- [Requirement]:
In the entries that follow, identify the line containing "entry: distant city building" and return it together with all later lines, exactly as they appear.
#### Task material ####
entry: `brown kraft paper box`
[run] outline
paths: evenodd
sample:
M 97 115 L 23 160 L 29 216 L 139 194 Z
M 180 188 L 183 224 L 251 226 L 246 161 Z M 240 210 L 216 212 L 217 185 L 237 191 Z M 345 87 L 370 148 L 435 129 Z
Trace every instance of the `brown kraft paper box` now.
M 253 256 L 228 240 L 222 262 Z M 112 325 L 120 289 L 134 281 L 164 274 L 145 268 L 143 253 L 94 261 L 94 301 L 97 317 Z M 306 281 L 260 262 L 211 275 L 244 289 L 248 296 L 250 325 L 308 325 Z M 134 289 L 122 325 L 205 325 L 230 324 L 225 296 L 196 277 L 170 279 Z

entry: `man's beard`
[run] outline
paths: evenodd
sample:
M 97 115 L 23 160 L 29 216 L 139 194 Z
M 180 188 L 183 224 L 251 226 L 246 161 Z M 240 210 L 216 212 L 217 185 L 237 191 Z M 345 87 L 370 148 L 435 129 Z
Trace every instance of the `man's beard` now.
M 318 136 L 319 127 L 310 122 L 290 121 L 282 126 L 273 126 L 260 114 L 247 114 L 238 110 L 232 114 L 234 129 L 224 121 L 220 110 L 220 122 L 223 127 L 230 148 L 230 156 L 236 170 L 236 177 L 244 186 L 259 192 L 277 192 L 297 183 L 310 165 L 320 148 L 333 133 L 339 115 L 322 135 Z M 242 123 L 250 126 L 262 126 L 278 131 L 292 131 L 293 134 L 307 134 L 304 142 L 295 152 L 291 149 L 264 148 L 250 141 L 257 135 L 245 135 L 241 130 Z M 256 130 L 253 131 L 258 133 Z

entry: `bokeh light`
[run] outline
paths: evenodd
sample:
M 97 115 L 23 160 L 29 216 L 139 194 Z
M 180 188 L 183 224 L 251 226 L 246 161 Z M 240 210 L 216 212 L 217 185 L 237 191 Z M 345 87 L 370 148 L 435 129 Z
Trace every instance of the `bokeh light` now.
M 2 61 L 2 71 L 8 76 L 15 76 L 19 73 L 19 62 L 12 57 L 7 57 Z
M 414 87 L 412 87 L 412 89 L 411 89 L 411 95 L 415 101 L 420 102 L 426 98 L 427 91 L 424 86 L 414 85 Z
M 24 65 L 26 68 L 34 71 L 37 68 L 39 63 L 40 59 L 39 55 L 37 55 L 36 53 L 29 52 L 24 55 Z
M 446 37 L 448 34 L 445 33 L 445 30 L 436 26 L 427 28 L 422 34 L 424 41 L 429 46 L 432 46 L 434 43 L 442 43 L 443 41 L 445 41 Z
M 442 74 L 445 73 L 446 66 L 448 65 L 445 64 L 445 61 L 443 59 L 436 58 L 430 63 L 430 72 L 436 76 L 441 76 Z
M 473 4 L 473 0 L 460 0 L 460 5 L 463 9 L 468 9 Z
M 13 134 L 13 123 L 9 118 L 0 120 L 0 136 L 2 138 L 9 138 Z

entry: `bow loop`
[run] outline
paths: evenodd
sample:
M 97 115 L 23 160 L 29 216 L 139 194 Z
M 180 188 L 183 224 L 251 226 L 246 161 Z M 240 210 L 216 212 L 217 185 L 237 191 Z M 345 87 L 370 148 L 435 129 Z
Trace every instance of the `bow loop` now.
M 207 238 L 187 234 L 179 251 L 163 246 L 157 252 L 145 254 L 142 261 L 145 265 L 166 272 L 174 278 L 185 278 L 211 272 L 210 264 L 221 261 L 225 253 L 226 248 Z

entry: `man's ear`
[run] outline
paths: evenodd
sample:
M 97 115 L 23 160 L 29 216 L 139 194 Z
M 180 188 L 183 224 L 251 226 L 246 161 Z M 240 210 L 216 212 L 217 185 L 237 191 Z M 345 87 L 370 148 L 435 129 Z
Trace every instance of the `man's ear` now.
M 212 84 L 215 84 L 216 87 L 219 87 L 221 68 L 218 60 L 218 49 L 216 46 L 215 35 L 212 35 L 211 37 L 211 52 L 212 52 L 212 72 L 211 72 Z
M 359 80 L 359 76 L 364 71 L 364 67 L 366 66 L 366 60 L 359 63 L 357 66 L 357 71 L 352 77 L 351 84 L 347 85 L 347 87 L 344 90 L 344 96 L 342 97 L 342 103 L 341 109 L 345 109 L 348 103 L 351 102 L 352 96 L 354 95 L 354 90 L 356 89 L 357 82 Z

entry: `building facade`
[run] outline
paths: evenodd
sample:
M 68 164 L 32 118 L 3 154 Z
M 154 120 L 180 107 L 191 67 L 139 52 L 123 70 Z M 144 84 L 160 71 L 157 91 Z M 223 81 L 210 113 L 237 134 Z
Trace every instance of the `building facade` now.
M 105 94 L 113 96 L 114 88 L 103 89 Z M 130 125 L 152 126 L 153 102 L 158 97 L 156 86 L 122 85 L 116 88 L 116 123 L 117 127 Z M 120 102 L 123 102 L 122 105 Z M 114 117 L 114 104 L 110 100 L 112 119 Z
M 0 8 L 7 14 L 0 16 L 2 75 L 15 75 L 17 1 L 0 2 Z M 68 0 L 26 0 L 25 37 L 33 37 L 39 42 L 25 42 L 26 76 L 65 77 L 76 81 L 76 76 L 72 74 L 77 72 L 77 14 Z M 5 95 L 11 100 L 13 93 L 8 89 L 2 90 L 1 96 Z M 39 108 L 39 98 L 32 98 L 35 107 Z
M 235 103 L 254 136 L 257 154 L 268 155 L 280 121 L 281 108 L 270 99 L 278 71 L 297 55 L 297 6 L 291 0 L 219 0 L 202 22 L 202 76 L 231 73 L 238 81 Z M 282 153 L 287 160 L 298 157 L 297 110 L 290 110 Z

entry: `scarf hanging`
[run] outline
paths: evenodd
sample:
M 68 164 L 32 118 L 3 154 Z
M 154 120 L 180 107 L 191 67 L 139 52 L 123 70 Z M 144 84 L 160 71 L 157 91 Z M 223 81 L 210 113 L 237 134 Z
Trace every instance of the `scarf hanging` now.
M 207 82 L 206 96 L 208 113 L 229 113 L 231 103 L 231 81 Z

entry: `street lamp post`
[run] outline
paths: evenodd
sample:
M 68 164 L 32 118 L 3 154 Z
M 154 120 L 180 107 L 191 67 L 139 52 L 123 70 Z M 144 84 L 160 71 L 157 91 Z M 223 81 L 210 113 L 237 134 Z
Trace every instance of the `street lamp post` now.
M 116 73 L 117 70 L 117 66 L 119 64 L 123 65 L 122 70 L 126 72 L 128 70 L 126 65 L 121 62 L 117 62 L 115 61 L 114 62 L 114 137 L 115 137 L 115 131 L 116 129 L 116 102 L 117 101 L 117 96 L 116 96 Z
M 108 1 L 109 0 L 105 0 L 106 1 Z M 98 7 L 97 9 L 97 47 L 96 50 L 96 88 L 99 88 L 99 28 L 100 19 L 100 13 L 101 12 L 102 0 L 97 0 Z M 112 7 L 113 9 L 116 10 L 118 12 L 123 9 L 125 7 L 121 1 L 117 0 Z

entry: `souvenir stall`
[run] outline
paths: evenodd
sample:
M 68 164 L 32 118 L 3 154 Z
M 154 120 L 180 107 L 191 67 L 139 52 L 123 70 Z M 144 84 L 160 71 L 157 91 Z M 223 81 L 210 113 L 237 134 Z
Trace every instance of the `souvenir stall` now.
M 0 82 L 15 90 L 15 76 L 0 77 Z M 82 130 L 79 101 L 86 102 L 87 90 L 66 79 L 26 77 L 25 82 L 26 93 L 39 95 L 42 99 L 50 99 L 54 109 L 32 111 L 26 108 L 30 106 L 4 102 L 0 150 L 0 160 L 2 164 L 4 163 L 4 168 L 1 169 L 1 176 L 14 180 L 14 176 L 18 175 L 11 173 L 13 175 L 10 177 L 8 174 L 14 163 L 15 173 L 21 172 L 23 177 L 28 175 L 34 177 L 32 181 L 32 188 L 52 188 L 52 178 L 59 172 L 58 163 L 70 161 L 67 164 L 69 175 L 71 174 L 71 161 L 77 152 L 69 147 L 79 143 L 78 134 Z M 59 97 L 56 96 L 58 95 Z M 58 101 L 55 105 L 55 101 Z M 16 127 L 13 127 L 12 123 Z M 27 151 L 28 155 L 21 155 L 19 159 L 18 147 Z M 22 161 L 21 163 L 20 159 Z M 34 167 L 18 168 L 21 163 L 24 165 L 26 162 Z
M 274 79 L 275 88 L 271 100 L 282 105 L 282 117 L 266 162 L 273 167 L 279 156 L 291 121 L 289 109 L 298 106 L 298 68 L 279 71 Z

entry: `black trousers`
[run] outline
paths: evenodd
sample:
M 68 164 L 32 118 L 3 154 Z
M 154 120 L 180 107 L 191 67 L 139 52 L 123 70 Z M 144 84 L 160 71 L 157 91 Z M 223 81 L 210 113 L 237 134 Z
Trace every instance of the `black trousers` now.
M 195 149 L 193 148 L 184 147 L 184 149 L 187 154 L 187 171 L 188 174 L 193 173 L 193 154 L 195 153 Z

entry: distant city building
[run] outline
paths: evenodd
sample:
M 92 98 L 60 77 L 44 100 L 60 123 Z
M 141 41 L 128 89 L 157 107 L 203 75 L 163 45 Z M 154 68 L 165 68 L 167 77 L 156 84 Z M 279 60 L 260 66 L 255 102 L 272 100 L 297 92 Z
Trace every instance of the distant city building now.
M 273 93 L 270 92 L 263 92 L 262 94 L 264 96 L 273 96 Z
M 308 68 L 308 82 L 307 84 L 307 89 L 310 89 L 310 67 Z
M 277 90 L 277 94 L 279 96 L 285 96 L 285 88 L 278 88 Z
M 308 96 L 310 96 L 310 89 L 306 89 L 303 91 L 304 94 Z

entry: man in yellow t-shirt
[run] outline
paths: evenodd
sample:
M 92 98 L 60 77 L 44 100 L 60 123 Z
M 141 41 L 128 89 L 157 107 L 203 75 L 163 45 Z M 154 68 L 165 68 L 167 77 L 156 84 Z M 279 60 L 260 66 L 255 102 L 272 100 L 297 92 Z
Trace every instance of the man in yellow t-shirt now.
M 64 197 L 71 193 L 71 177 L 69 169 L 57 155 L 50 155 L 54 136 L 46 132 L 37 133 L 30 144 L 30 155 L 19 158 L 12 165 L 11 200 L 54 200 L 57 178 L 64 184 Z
####
- [Result]:
entry: distant city building
[run] outline
paths: evenodd
sample:
M 92 98 L 60 77 L 44 100 L 60 123 Z
M 141 41 L 128 89 L 157 107 L 203 75 L 163 45 Z M 154 68 L 165 68 L 167 77 L 156 84 Z M 279 60 L 260 66 L 255 102 L 272 100 L 297 92 Z
Trace every instance of the distant city building now.
M 273 93 L 270 92 L 263 92 L 262 94 L 264 96 L 273 96 Z
M 308 68 L 308 82 L 307 84 L 307 89 L 310 89 L 310 67 Z
M 277 90 L 277 94 L 279 96 L 285 96 L 285 88 L 278 88 Z
M 308 96 L 310 96 L 310 89 L 306 89 L 303 91 L 304 94 Z

entry: man in yellow t-shirt
[run] outline
paths: evenodd
sample:
M 92 98 L 60 77 L 44 100 L 60 123 Z
M 141 41 L 128 89 L 157 107 L 203 75 L 163 45 Z M 154 68 L 165 68 L 167 77 L 156 84 Z M 279 60 L 260 66 L 255 102 L 272 100 L 297 92 Z
Trace every instance of the man in yellow t-shirt now.
M 64 197 L 71 193 L 71 177 L 69 169 L 57 155 L 50 155 L 54 136 L 46 132 L 37 133 L 30 144 L 30 155 L 19 158 L 12 165 L 11 200 L 54 200 L 57 178 L 64 184 Z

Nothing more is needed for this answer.